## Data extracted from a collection
----

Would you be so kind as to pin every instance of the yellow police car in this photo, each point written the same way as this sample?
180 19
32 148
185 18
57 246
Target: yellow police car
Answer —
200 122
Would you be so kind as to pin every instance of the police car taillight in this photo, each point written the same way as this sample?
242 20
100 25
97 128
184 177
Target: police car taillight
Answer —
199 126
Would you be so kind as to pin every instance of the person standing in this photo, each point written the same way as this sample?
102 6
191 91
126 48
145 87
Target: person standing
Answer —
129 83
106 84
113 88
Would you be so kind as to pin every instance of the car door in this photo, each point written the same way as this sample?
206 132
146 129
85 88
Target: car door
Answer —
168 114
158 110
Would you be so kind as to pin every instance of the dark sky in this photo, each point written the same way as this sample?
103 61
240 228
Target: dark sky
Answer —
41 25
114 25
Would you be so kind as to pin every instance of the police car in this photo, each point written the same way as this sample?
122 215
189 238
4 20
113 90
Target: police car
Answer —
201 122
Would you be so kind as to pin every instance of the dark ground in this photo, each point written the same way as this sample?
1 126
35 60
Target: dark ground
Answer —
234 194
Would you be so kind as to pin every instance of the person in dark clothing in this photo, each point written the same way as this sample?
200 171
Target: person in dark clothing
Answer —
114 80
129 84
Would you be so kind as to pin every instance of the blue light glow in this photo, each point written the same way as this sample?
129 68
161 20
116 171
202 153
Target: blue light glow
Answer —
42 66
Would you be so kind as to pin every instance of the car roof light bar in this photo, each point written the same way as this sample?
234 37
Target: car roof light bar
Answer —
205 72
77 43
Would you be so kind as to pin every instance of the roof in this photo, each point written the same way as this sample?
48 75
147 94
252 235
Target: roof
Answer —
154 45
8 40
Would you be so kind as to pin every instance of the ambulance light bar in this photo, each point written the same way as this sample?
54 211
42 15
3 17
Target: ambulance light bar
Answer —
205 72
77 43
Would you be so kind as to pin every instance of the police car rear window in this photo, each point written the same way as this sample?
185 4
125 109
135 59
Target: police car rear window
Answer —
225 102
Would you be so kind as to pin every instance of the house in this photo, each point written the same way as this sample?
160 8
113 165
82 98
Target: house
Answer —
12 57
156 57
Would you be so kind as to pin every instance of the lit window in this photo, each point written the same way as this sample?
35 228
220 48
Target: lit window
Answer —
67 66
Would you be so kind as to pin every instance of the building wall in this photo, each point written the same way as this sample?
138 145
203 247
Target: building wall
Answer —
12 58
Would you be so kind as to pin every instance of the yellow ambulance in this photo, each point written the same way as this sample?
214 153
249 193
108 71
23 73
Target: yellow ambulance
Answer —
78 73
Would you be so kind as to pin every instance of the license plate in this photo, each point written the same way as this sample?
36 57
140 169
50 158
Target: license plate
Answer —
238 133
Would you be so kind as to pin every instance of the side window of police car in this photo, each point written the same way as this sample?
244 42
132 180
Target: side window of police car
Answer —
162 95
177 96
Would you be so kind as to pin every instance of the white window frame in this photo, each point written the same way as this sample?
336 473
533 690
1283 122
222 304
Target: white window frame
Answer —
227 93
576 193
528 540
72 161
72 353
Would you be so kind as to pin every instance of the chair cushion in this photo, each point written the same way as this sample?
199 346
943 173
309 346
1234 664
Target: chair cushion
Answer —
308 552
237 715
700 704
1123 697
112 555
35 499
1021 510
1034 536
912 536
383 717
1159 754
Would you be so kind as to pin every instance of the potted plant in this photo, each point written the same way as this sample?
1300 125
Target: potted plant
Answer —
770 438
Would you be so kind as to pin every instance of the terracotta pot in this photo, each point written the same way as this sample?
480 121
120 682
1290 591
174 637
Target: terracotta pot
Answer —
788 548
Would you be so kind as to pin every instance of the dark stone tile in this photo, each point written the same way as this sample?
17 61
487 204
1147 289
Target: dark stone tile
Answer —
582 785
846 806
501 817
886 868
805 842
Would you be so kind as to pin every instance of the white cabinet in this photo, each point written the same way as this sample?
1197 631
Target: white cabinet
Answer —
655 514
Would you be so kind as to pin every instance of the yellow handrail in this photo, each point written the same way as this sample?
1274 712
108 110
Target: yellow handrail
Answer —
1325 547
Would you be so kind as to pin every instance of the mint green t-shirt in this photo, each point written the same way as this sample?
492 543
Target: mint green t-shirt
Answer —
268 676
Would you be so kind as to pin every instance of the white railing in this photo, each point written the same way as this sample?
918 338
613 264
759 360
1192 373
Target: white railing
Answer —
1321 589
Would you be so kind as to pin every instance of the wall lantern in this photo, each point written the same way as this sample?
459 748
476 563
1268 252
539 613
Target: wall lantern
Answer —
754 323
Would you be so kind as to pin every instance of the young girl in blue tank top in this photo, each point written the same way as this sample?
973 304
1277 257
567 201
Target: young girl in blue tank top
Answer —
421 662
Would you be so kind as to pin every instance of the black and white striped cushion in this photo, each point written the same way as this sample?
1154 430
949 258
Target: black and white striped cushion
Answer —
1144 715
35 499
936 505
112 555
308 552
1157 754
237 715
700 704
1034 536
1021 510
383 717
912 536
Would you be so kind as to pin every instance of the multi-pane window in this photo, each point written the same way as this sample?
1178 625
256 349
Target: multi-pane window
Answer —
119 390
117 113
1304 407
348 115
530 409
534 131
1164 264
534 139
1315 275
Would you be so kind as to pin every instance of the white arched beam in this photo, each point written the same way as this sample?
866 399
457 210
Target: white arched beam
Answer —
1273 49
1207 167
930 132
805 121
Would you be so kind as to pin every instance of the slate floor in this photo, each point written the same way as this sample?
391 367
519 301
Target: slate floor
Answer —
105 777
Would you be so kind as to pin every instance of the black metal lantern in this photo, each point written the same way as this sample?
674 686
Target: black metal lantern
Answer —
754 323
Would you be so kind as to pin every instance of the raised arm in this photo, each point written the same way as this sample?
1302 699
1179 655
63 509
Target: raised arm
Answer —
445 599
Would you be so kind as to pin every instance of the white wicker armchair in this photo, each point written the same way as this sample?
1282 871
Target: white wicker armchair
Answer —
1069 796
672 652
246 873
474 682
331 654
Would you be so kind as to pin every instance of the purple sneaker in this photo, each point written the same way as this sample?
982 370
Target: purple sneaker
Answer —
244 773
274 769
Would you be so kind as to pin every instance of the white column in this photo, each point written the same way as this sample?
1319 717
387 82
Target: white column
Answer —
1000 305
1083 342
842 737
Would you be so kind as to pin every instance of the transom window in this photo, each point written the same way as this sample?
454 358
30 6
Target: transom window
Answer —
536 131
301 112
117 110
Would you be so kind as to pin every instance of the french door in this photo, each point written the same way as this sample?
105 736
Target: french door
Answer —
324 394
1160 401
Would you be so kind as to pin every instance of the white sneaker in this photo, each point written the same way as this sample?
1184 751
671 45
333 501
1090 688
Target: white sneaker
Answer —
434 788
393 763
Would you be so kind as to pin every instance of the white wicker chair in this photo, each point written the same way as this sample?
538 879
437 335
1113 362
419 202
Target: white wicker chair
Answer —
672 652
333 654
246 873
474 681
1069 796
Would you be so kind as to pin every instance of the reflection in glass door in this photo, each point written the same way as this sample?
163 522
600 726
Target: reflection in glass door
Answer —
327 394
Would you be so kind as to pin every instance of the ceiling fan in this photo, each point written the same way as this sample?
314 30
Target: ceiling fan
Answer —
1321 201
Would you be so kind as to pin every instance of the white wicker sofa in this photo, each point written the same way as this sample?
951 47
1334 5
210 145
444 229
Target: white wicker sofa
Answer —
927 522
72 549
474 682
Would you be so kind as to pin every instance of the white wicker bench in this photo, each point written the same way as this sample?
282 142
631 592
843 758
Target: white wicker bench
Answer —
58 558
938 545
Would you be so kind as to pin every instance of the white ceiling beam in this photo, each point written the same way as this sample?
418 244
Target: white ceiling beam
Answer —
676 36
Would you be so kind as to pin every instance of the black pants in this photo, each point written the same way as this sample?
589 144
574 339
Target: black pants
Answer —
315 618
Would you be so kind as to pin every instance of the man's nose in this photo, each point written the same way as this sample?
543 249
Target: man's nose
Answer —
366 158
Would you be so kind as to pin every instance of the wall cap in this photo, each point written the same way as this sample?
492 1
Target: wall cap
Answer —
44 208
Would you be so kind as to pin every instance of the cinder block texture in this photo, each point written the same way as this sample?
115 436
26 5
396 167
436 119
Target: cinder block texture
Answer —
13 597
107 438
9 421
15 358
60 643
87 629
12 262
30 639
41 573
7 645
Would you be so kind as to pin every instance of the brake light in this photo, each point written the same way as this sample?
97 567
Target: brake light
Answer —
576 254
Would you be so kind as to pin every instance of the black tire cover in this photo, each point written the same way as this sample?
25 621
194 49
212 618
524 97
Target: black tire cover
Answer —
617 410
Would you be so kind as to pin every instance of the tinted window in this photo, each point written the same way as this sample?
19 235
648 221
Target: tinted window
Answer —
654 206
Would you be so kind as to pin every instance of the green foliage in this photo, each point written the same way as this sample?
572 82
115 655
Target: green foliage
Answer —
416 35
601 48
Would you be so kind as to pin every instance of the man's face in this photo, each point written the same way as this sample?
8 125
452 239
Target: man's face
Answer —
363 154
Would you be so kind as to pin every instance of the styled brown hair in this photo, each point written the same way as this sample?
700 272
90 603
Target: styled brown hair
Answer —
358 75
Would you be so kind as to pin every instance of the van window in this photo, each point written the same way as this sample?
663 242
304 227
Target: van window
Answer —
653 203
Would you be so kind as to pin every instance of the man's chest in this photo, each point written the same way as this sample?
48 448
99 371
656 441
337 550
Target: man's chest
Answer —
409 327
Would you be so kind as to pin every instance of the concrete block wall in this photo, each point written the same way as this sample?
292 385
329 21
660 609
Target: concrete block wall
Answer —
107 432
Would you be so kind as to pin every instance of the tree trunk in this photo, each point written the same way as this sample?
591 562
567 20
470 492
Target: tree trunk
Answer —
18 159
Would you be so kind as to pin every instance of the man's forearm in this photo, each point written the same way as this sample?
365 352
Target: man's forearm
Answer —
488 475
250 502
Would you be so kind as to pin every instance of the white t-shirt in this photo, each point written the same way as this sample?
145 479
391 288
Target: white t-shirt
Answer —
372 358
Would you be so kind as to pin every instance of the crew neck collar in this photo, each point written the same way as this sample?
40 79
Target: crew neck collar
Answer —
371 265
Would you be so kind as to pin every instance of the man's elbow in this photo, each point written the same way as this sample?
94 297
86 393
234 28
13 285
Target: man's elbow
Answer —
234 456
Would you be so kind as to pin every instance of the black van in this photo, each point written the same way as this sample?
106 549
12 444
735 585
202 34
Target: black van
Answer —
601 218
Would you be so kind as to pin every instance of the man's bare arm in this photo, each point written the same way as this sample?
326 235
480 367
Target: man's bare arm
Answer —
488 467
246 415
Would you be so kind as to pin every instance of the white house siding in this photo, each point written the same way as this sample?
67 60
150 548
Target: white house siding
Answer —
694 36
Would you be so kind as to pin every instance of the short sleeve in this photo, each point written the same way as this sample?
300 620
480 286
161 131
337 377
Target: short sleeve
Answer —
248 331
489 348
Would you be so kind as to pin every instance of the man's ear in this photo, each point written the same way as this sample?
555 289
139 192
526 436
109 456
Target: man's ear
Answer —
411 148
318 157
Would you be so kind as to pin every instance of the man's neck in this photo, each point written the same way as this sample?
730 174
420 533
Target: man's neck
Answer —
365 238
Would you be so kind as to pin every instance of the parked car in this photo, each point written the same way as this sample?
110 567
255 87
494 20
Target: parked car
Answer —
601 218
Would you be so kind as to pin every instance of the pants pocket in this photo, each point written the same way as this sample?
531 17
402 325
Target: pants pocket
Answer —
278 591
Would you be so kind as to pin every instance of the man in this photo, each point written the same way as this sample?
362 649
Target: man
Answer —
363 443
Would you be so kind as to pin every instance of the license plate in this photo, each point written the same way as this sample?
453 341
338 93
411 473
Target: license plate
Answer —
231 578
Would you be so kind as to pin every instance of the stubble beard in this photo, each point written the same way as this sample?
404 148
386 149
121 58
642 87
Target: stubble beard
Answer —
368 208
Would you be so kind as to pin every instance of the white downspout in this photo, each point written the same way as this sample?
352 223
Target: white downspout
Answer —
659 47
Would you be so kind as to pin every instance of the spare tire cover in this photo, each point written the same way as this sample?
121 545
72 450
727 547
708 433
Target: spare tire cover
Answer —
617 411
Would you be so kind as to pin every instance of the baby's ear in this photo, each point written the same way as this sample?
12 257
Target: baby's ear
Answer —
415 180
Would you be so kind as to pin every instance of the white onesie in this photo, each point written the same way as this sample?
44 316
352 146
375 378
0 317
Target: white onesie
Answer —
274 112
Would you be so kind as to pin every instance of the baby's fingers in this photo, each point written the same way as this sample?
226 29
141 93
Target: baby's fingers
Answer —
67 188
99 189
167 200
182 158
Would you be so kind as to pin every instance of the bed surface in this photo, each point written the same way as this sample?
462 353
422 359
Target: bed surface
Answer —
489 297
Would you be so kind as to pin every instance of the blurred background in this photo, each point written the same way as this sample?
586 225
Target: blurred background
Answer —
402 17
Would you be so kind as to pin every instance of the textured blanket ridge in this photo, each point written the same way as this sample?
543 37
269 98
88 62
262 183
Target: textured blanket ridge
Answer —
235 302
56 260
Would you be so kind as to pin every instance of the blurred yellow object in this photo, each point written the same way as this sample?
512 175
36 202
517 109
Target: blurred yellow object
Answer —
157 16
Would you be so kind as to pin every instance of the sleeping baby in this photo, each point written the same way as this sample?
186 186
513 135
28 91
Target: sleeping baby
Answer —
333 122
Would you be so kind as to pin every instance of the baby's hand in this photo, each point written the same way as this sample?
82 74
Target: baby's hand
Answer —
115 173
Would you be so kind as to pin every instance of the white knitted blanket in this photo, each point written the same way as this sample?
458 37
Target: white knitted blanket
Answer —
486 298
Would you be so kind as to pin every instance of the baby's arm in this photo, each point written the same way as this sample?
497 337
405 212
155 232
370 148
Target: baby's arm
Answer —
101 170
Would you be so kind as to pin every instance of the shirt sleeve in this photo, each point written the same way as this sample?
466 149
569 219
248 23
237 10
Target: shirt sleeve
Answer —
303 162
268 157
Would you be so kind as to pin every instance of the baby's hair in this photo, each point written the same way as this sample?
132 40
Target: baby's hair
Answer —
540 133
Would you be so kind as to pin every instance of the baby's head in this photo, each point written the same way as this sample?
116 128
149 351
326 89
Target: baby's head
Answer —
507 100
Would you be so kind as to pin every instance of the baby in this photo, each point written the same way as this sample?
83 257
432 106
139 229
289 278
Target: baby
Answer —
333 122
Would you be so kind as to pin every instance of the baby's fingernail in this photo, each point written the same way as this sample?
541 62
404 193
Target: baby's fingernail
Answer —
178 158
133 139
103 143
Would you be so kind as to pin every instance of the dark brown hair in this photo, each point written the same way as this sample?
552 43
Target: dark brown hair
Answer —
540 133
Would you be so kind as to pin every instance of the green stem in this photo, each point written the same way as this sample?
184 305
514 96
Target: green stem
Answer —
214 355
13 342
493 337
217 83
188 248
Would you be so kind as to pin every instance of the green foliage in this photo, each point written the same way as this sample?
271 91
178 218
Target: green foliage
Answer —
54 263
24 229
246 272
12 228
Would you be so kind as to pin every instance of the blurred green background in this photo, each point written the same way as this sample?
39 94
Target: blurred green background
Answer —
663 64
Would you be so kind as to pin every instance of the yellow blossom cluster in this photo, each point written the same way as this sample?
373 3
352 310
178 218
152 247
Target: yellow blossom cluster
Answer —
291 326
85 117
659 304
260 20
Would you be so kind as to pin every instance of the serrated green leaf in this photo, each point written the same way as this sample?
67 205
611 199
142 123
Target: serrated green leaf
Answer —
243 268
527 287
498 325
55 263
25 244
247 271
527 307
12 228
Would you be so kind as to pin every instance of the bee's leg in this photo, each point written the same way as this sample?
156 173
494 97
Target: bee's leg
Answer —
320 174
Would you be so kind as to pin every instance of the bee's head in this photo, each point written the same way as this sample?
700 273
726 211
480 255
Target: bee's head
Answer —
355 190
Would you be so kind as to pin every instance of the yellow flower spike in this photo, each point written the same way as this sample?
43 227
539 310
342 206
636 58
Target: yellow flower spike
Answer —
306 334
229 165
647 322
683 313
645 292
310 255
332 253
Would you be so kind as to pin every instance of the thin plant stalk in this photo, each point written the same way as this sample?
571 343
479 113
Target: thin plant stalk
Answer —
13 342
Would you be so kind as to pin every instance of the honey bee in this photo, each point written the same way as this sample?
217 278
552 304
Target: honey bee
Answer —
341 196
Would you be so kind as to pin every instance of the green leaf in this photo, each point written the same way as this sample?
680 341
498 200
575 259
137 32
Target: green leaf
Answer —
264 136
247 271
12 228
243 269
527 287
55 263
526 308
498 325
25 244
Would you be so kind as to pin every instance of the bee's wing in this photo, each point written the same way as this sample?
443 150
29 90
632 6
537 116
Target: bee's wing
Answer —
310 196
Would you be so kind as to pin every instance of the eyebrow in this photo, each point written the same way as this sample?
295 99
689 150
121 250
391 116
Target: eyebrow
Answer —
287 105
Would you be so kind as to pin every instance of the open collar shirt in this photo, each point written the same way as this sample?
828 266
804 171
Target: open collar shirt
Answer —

----

All of the lines above that carry the string "beard" need to be found and copied.

Would you be so kind as to pin every instance of the stubble beard in this photo, each point written the same way as this sample?
Target: stubble beard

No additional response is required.